#### EXCERPTED PASSAGE ####

Sixth Tone
- Editor-in-chief: Ting Wu
- Publisher: Shanghai United Media Group
- Founded: 2016
- Based in: Shanghai, China
- Language: English
- Website: www.sixthtone.com

= Sixth Tone =

State-owned English-language online magazine in China

Sixth Tone (第六声 (Dì liù shēng)) is a Chinese state-owned English-language online magazine published by Shanghai United Media Group.

== Name ==
Sixth Tone's name relates to the number of tones in Mandarin Chinese, but also is stated to carry more metaphorical meaning as well. Mandarin Chinese has four active tones and a fifth dropped tone that has less prominence than the other four. Because of the language's five tones, the publication's name refers to an ideal of expanding beyond traditionally-reported items in Anglophone media, making it the "sixth tone".

==History==
The online magazine began publication on April 6, 2016, with an investment of US$4.5 million from the Shanghai United Media Group. It is a sister publication of The Paper. Wei Xing was its first editor-in-chief until May 30, 2016, when he left the magazine to launch a start-up. His successor, Zhang Jun, became the new editor-in-chief that year.

By 2018, Western media began to cite Sixth Tone in news reports. Vincent Ni, in an essay published in Westminster Papers in Communication and Culture, stated that, "For foreign journalists, it has also shown a diverse and authentic side of China that rarely received much attention elsewhere" and that the publication "has proved far more effective than the hundreds of millions of dollars invested in English-language news programs by the state broadcaster Xinhua, CCTV, and CRI."

#### INFORMATION PROVIDED ####

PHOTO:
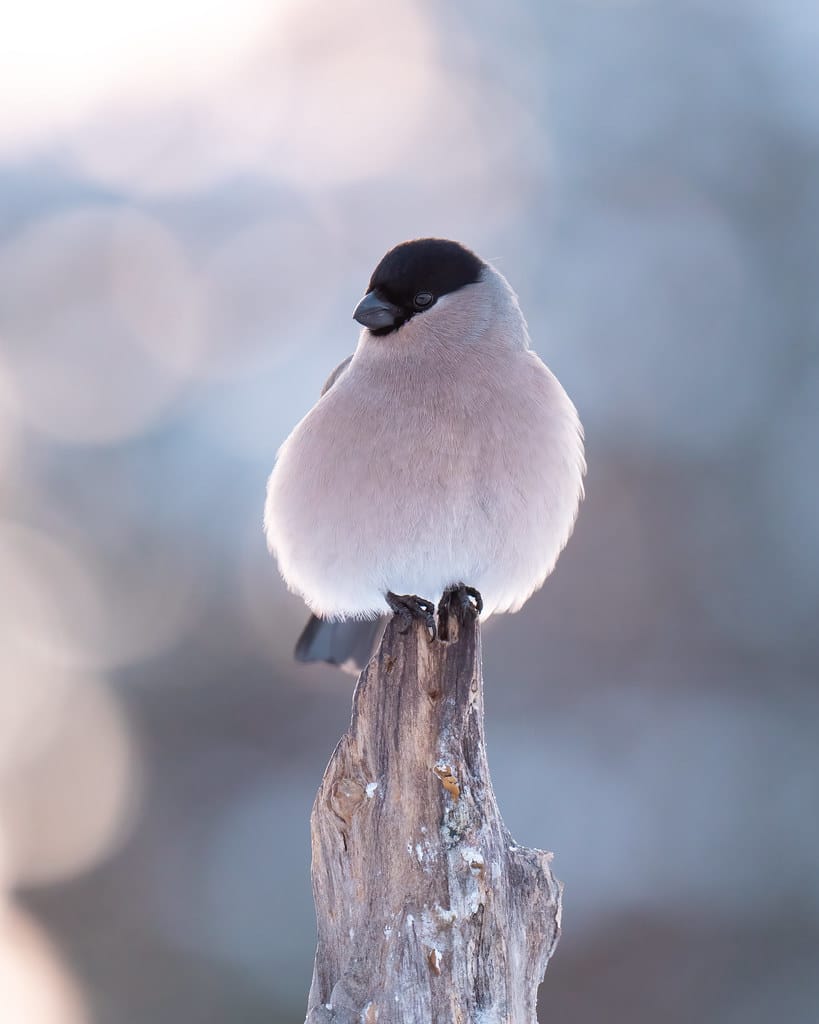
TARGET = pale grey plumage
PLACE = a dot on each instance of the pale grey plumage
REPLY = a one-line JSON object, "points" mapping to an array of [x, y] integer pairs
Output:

####

#### EXERCISE INSTRUCTIONS:
Answer these questions using the Sixth Tone article:
(a) How many active tones does Mandarin Chinese have?
(b) How much did the Shanghai United Media Group invest when the magazine began publication?
(c) Who was the magazine's first editor-in-chief?
Rely only on the Sixth Tone article for answers.

#### EXERCISE RESPONSE:
(a) Four
(b) US$4.5 million
(c) Wei Xing